WHAT IS NEEDED:
Please print every item below without changing a single character.

---------- DATA SHOWN ----------

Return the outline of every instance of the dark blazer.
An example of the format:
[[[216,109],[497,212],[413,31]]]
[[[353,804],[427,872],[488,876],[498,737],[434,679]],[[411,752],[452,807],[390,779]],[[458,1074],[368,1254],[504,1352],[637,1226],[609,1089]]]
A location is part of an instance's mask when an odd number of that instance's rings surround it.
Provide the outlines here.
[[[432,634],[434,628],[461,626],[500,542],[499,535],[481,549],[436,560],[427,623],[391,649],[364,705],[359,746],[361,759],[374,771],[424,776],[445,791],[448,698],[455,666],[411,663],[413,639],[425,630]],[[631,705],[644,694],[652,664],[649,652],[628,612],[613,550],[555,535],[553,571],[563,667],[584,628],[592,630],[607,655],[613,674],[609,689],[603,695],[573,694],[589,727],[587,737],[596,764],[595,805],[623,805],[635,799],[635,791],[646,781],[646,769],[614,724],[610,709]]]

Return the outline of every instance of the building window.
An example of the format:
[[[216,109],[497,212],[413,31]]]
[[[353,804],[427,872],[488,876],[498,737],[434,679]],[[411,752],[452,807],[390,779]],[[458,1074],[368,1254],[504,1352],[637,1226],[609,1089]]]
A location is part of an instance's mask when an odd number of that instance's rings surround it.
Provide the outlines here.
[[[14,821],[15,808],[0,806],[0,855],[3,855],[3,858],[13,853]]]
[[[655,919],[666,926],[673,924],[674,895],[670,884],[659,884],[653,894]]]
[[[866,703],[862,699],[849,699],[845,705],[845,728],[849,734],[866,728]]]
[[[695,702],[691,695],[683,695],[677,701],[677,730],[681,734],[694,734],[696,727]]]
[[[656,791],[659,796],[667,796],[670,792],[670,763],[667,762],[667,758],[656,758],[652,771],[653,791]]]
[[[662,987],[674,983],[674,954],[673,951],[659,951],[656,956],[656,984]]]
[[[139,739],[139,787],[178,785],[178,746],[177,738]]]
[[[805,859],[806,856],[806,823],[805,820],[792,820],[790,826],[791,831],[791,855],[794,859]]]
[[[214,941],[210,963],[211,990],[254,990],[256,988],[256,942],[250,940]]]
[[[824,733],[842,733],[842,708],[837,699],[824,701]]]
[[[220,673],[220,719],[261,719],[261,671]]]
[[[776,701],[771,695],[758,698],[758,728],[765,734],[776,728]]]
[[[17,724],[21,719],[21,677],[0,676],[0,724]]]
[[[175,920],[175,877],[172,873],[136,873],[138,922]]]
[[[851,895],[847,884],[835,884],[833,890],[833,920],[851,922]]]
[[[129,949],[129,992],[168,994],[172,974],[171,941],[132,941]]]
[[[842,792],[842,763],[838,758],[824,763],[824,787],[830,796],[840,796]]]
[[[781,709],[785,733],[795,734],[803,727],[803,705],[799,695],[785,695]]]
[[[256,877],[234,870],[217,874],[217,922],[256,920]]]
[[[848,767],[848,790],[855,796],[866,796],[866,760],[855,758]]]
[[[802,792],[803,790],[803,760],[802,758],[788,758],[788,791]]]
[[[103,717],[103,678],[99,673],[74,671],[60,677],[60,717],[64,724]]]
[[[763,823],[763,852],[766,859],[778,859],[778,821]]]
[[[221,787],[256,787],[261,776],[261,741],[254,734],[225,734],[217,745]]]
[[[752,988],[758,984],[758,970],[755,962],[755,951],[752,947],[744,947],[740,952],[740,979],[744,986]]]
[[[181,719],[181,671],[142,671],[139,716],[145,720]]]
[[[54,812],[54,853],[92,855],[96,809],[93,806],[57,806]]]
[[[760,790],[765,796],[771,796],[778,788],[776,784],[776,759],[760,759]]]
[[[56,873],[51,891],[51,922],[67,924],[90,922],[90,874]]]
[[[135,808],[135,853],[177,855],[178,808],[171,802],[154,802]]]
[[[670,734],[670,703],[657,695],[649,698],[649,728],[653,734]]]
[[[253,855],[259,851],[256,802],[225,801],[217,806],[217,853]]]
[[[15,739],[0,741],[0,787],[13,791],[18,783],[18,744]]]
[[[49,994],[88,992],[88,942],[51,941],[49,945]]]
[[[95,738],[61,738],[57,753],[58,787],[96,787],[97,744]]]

----------

ANSWER BELOW:
Return the outline of every instance of the dark blazer.
An example of the format:
[[[216,109],[497,212],[413,31]]]
[[[353,804],[427,872],[488,876],[498,737],[434,679]],[[411,752],[452,807],[390,779]],[[458,1074],[368,1254],[504,1352],[637,1226],[609,1089]]]
A location is part of an instance's mask when an odd number of that instance's rings surround it.
Provide the outlines here.
[[[432,634],[434,628],[461,626],[500,542],[499,535],[481,549],[436,560],[427,623],[391,649],[364,705],[359,746],[361,759],[374,771],[424,776],[445,791],[448,698],[455,666],[411,663],[413,639],[425,630]],[[631,705],[644,694],[652,664],[649,652],[628,612],[613,550],[555,535],[553,571],[563,667],[584,628],[592,630],[607,655],[613,674],[609,689],[603,695],[573,694],[589,727],[587,737],[596,764],[595,805],[623,805],[635,799],[635,791],[646,781],[646,769],[614,724],[610,709]]]

Return the outline of every instance of the building window.
An example of the format:
[[[216,109],[497,212],[413,31]]]
[[[353,804],[427,872],[488,876],[498,737],[434,679]],[[411,752],[452,807],[390,779]],[[458,1074],[368,1254],[504,1352],[637,1226],[609,1089]]]
A location is part of an instance's mask when an odd number of that instance's rings surround it.
Provide the outlines here.
[[[14,821],[15,808],[0,806],[0,855],[3,855],[3,858],[13,853]]]
[[[655,919],[666,926],[673,924],[674,895],[670,884],[659,884],[653,894]]]
[[[866,703],[862,699],[849,699],[845,705],[845,728],[849,734],[866,728]]]
[[[695,702],[691,695],[683,695],[677,701],[677,730],[681,734],[694,734],[696,727]]]
[[[656,791],[659,796],[667,796],[670,792],[670,763],[667,762],[667,758],[656,758],[652,771],[653,791]]]
[[[662,987],[674,983],[674,954],[673,951],[659,951],[656,956],[656,984]]]
[[[139,739],[139,787],[178,785],[178,746],[177,738]]]
[[[805,859],[806,856],[806,823],[805,820],[792,820],[790,826],[791,831],[791,855],[794,859]]]
[[[214,941],[210,963],[211,990],[254,990],[256,988],[256,942],[250,940]]]
[[[824,733],[842,733],[842,708],[837,699],[824,701]]]
[[[220,673],[220,719],[261,719],[261,671]]]
[[[776,701],[771,695],[758,698],[758,728],[765,734],[776,728]]]
[[[17,724],[21,719],[21,677],[0,676],[0,724]]]
[[[175,920],[175,877],[172,873],[136,873],[138,922]]]
[[[851,895],[847,884],[835,884],[833,890],[833,920],[851,922]]]
[[[129,949],[129,992],[168,994],[172,974],[171,941],[132,941]]]
[[[842,792],[842,763],[838,758],[824,763],[824,787],[830,796],[840,796]]]
[[[781,709],[785,733],[795,734],[803,727],[803,705],[799,695],[785,695]]]
[[[256,877],[234,870],[217,874],[217,922],[256,920]]]
[[[848,767],[848,790],[855,796],[866,796],[866,760],[855,758]]]
[[[802,792],[803,790],[803,760],[802,758],[788,758],[788,791]]]
[[[103,717],[103,678],[99,673],[74,671],[60,677],[60,717],[64,724]]]
[[[763,823],[763,852],[766,859],[778,859],[778,821]]]
[[[221,787],[256,787],[261,776],[261,741],[254,734],[225,734],[217,745]]]
[[[752,988],[758,984],[758,970],[755,962],[755,951],[752,947],[744,947],[740,952],[740,979],[744,986]]]
[[[181,719],[181,671],[142,671],[139,716],[145,720]]]
[[[54,812],[54,853],[92,855],[96,809],[93,806],[57,806]]]
[[[760,790],[765,796],[771,796],[778,788],[776,784],[776,759],[760,759]]]
[[[56,873],[51,891],[51,922],[67,924],[90,922],[90,874]]]
[[[135,808],[135,853],[177,855],[178,808],[171,802],[154,802]]]
[[[670,734],[670,703],[657,695],[649,698],[649,728],[653,734]]]
[[[253,855],[259,851],[256,802],[225,801],[217,806],[217,853]]]
[[[15,739],[0,741],[0,787],[13,791],[18,783],[18,744]]]
[[[49,994],[88,992],[88,942],[51,941],[49,945]]]
[[[95,738],[61,738],[57,753],[58,787],[96,787],[97,744]]]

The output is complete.